____ Page excerpt

McCrea was named the Mid-American Conference Player of the Year and an Associated Press Honorable Mention All-American in 2014. McCrea was also named to the All-MAC First Team during his sophomore, junior, and senior years. Additionally, he was named the MAC East Player of the Week seven times during his final three seasons. During his senior year, McCrea was one of fewer than 20 NCAA Division I men's basketball players to average a double-double. He became Buffalo's all-time leading scorer with 2,004 points. McCrea also recorded 164 steals, 250 blocks, 250 assists, and 988 rebounds.

==Professional career==
After going undrafted in the 2014 NBA draft and playing with the Dallas Mavericks in the NBA Summer League, McCrea signed with Medi Bayreuth in Germany. With Medi Bayreuth, McCrea averaged 14.7 points and 5.5 rebounds per game while shooting 59.7% from the field, while only playing in 24.3 minutes per game. He played in 25 games, starting in 24 of them.

For the NBA Summer League, McCrea joined the Brooklyn Nets. On August 6, 2015, McCrea signed with SLUC Nancy in the French LNB Pro A.

________
____ Data to examine

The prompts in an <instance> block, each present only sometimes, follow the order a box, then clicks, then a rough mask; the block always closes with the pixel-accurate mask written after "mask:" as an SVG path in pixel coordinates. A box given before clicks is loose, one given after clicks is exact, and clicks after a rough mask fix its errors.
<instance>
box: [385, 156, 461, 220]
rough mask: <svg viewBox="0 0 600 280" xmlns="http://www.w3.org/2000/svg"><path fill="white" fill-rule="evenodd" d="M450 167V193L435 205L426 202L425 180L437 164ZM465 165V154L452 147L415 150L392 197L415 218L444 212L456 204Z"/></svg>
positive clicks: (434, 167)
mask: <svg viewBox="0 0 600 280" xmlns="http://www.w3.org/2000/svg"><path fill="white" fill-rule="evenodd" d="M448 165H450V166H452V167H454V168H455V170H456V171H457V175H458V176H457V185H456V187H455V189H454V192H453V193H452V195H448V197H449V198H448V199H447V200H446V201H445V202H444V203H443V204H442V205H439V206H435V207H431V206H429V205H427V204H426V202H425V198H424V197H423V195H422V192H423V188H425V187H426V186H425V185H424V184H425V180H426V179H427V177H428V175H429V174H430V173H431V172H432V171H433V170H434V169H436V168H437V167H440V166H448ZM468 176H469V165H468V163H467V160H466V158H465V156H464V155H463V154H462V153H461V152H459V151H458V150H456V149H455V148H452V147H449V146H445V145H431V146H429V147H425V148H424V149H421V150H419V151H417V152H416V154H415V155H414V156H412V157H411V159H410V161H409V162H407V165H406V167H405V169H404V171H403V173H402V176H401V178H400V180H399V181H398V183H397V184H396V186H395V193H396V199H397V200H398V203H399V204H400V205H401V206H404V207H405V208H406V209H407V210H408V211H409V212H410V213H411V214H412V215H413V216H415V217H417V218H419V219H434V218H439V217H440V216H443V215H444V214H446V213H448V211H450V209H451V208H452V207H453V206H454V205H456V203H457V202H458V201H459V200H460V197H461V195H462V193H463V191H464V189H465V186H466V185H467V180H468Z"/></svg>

________

In the excerpt on McCrea's basketball career, how many points did he score to become Buffalo's all-time leading scorer?

◆ Result of the task
2,004 points.